- **Vorliegender Textauszug**
##########

Das Strassenverkehrs- und Schifffahrtsamt in St. Gallen bereitet die Prüfstellen auf die Digitalisierung vor. Bei Neuanschaffungen wird deshalb heute schon darauf geachtet, dass später die Prozesse digitalisiert werden können. Patrick Schnelli, Leiter Abteilung Prüfungen und Stv. Amtsleiter, Markus Signer, Prüfstellenleiter Oberbüren und Thomas Studach, Prüfstellenleiter Buriet in Thal haben uns einen Einblick in den Alltag der Prüfstellen gewährt.
In Oberbüren wurden während der Sommerferien drei MAHA-Hebebühnen von der KSU A-Technik AG eingebaut. Ein Bremsprüfstand der KSU ist bereits im Einsatz. Die Prüfungen werden in Zukunft nahezu papierlos ablaufen. Das Ziel ist es, dass die Ergebnisse der verschiedenen Prüfstände automatisch in den digitalen Prüfbericht übernommen werden. Das macht den Ablauf in Zukunft effizienter. Effizienz wurde aber auch schon jetzt mit den neuen Hebebühnen geschaffen
Markus Signer: «Mit den neuen Doppel-Scheren-Hebebühnen sparen wir Platz an der Seite. Somit ist es neu möglich, dass sich Autos in der Halle überholen können. Man muss nicht mehr aufeinander warten. An Spitzentagen haben wir zwischen 250 bis 300 Fahrzeuge, welche wir prüfen.»
Platzverhältnisse und Arbeitsabläufe
Patrick Schnelli: «Die Platzverhältnisse vor der Prüfhalle sind hier in Oberbüren eher bescheiden. Diese werden zwar noch leicht ausgebaut, aber wir sind trotzdem auf einen reibungslosen, schnellen Ablauf angewiesen.» Oberbüren ist die grösste Prüfstelle im Kanton und beschäftigt 19 Verkehrsexperten. Für die Prüfung eines PW’s sind jeweils 20 Minuten eingeplant. Durch diesen Durchlauf werden die Geräte bis zu 10x mehr beansprucht als in einer KFZ-Werkstatt.
Patrick Schnelli: «Unsere Prozesse wurden generell optimiert. Die Kunden warten direkt vor der Prüfhalle im Auto und nicht mehr wie früher im Gebäude. Seit Corona sind die Kunden auch nicht mehr zwingend bei der Prüfung dabei, sondern im Warteraum. Dies erhöht auch die Sicherheit beim Prüfungsablauf. Gerade jetzt, wo in der Halle überholt werden kann und immer mehr geräuschlose Elektrofahrzeuge unterwegs sind.» Der Einbau der Hebeanlagen wurde während der Sommerferien durchgeführt, um grössere Einschränkungen zu vermeiden. In dieser Zeit sind weniger Verkehrsexperten vor Ort.

##########

- **Gezeigte Einträge**
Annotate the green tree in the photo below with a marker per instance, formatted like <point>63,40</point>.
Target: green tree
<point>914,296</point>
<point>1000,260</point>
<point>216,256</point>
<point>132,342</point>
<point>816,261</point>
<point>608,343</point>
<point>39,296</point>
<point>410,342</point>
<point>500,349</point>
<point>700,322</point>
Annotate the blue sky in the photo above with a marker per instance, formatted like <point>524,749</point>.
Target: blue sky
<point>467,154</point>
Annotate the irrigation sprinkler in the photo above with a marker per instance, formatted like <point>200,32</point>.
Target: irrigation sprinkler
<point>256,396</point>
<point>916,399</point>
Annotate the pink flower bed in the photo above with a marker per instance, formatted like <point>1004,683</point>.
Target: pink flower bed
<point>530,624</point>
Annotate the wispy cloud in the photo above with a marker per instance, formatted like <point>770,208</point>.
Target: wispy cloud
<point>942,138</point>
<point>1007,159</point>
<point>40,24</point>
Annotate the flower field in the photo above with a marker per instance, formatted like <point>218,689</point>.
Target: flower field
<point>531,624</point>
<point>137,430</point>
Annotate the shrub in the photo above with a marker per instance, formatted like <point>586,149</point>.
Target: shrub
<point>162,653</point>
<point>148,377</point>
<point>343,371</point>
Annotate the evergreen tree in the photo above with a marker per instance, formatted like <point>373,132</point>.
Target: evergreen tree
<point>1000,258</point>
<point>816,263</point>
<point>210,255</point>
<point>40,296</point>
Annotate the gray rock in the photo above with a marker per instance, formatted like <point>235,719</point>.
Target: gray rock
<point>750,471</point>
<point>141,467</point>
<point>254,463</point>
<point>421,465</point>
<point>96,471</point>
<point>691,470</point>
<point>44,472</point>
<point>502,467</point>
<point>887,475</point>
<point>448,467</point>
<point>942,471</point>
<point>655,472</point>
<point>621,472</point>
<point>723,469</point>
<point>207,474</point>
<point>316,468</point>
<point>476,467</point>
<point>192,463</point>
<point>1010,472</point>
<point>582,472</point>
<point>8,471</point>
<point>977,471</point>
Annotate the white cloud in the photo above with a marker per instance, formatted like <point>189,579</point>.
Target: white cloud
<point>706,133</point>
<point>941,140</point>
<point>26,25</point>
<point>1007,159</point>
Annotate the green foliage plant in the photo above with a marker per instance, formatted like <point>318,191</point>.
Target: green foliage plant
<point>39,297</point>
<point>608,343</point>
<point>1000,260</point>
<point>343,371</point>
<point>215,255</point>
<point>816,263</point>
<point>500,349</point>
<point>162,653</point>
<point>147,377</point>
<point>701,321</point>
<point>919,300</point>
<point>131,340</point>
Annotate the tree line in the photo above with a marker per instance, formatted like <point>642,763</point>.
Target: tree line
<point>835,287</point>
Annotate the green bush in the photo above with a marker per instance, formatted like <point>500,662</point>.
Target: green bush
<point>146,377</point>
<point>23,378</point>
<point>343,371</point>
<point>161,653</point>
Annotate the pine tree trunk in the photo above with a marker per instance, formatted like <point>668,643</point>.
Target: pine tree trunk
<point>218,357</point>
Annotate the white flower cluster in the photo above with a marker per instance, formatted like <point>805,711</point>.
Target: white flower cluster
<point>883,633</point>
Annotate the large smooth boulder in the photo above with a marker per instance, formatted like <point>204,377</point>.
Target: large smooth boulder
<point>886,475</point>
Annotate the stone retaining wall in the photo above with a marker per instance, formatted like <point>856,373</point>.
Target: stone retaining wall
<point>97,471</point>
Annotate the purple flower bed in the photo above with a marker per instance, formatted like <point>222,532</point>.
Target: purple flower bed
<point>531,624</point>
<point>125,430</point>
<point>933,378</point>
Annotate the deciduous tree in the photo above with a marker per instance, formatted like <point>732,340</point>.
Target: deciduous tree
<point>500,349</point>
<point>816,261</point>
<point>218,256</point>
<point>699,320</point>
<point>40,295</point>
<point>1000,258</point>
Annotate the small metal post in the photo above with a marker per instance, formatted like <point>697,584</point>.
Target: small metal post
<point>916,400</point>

##########

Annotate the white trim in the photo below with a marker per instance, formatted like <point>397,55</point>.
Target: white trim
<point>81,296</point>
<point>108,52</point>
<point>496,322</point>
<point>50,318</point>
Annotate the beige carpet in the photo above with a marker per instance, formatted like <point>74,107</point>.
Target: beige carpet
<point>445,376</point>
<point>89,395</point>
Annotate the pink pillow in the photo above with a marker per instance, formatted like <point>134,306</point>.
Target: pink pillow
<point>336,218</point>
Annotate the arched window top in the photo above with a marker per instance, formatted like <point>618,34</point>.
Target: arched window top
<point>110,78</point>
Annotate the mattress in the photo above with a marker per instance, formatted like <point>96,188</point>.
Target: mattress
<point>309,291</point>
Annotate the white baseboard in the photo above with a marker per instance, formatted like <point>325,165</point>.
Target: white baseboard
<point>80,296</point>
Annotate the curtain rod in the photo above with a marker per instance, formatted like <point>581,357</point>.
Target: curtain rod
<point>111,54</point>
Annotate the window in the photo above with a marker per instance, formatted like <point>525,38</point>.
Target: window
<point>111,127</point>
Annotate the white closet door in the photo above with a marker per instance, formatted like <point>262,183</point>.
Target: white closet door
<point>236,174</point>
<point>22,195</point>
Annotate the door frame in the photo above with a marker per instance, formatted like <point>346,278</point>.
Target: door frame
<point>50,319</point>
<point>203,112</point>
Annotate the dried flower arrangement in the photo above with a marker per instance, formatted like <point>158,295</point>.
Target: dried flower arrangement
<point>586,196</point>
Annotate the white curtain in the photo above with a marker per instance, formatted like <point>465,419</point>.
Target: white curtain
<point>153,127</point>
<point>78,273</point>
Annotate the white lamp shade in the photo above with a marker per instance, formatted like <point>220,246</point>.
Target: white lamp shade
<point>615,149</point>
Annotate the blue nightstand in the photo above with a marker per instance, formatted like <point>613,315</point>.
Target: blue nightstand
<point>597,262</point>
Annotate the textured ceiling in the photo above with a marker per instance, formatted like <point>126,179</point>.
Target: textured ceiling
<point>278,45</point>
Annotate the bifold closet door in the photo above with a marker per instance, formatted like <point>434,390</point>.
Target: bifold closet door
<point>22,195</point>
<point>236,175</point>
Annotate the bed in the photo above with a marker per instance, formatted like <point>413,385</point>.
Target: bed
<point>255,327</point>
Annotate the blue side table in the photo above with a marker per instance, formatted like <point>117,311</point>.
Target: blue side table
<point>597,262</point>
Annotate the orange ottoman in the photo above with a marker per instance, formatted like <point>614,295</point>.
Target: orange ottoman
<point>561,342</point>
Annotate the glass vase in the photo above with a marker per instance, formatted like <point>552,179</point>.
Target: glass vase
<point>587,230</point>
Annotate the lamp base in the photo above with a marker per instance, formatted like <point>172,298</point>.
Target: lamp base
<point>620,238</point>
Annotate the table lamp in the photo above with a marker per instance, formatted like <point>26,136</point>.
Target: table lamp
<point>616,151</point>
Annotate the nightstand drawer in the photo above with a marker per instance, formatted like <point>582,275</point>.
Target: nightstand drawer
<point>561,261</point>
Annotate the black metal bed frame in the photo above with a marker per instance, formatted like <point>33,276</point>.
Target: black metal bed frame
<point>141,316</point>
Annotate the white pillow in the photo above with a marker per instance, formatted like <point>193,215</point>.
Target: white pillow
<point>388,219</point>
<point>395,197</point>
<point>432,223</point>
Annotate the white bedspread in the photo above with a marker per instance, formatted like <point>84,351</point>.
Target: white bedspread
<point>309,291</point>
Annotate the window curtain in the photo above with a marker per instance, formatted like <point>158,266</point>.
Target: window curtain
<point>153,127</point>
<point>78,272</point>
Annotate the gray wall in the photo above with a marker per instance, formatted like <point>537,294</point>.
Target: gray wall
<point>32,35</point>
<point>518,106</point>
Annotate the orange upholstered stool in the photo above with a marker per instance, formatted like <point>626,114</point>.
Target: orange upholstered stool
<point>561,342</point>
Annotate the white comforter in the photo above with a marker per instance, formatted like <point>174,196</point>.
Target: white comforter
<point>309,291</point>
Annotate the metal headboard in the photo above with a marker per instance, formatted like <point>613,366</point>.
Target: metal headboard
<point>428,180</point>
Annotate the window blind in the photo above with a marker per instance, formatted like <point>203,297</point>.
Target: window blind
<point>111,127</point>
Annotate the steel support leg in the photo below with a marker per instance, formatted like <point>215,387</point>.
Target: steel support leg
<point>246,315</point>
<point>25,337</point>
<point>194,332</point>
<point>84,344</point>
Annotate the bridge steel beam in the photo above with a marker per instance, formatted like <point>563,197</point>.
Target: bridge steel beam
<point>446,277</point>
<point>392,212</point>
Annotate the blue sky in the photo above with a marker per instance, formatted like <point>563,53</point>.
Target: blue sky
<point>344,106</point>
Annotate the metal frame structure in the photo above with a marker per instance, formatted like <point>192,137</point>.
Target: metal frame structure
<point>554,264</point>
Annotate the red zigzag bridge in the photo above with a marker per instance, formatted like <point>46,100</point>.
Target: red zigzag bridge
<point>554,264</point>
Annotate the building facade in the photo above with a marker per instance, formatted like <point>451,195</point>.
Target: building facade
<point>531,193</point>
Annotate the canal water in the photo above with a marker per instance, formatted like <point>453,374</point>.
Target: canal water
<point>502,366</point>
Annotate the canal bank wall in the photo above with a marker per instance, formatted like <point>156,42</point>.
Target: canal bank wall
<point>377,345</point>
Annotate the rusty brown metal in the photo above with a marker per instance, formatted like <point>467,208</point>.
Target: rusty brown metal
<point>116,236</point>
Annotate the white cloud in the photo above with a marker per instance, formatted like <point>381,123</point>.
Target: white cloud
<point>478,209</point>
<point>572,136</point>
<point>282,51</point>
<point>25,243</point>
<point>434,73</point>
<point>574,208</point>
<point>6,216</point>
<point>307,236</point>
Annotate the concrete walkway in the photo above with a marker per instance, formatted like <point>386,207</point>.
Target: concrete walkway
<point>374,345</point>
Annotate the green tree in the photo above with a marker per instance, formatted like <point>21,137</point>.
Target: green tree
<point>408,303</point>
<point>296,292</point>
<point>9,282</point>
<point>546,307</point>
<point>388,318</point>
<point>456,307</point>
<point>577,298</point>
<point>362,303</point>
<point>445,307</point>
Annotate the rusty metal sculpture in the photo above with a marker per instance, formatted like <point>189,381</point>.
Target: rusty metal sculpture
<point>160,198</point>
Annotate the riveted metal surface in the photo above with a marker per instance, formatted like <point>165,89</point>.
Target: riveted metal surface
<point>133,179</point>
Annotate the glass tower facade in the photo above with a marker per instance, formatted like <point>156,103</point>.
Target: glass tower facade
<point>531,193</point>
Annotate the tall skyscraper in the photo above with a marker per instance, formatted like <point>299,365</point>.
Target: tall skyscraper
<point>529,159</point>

##########

- **Arbeitsauftrag**
- A) Prüfe, ob die folgenden Aussagen zum Bericht über die Prüfstellen in St. Gallen passen. Antworte bei jeder mit Ja oder Nein und zitiere wörtlich die entscheidende Stelle aus dem Bericht.
(i) In Oberbüren wurden während der Sommerferien drei Hebebühnen eingebaut.
(ii) Für die Prüfung eines PW sind jeweils 30 Minuten eingeplant.
(iii) Oberbüren ist die kleinste Prüfstelle im Kanton.
- B) Schreibe den Bericht über die Prüfstellen in St. Gallen im Anschluss an seinen letzten Satz weiter.

- **Antworten je Aufgabe**
- A)
(i) Ja: «In Oberbüren wurden während der Sommerferien drei MAHA-Hebebühnen von der KSU A-Technik AG eingebaut.»
(ii) Nein: «Für die Prüfung eines PW’s sind jeweils 20 Minuten eingeplant.»
(iii) Nein: «Oberbüren ist die grösste Prüfstelle im Kanton und beschäftigt 19 Verkehrsexperten.»

- B)
Alltag, Veränderung und Herausforderungen
Die Anzahl der Autos in der Schweiz nimmt zu. Im Kanton St. Gallen sind dies pro Jahr zwischen 5000 bis 8000 Fahrzeuge (Anhänger eingerechnet). Um diese Menge zu bewältigen, werden pro Jahr ca. zwei neue Verkehrsexperten benötigt. Die Prüfungsdauer pro Fahrzeug ist bereits auf dem Minimum, die Infrastruktur wurde so weit wie möglich ausgebaut. Letztes Jahr wurde das Gebäude in Oberbüren aufgestockt. Ab 1. Januar 2023 werden neu an den Standorten Oberbüren und Buriet die Hauptgeschäfte im Bereich Verkehrszulassung angeboten, welche vorher über die zentrale Stelle in St. Gallen, den Aussenstellen Mels und Kaltbrunn, wie auch über die Poststellen im Angebot waren. Der Vertrag mit der Post wurde aufgrund der Angebotserweiterung in den Prüfstellen Oberbüren und Buriet gekündigt.
Patrick Schnelli: «Die Herausforderung besteht darin, dass ein Verkehrsexperte pro Tag bis zu 25 Fahrzeuge auf dem Programm hat, welche er im 20 Minuten-Takt prüft. Wenn es Komplikationen gibt, ist man schnell unter Zeitdruck. Wenn ein Prüfgerät nicht funktioniert, ist das eine grosse Einschränkung. Auch Verspätungen oder Zusatzwünsche von Kunden können den Zeitplan durcheinanderbringen. Wir sind darauf angewiesen, dass unsere Anlagen einwandfrei funktionieren. Dies lösen wir zum einen über einen Wartungsvertrag und zum anderen pflegen wir die Anlagen teilweise selbst. Bei uns arbeiten alles Mechaniker, welche bis zu einem gewissen Grad auch eigenständigen den Unterhalt der Anlagen bewerkstelligen können.
Service, Vertrauen und Verantwortung
Markus Signer: «Super ist, wenn wir den Lieferanten anrufen können und dann eine schnelle Lösung bereitsteht oder ein Monteur vor Ort ist. Wir können es uns nicht leisten, dass zum Beispiel eine Hebebühne mehrere Tage ausser Betrieb ist. Bei der KSU funktioniert das super. Wenn ich Stefan Caprioli (Technischer Kundendienst Leiter Fahrwerksprüfung) anrufe, staune ich manchmal. Der kennt sogar Ersatzteilnummern auswendig und ist immer sehr lösungsorientiert. Wenn das Ersatzteil selbst ersetzt werden kann, dann hat man es am nächsten Tag.»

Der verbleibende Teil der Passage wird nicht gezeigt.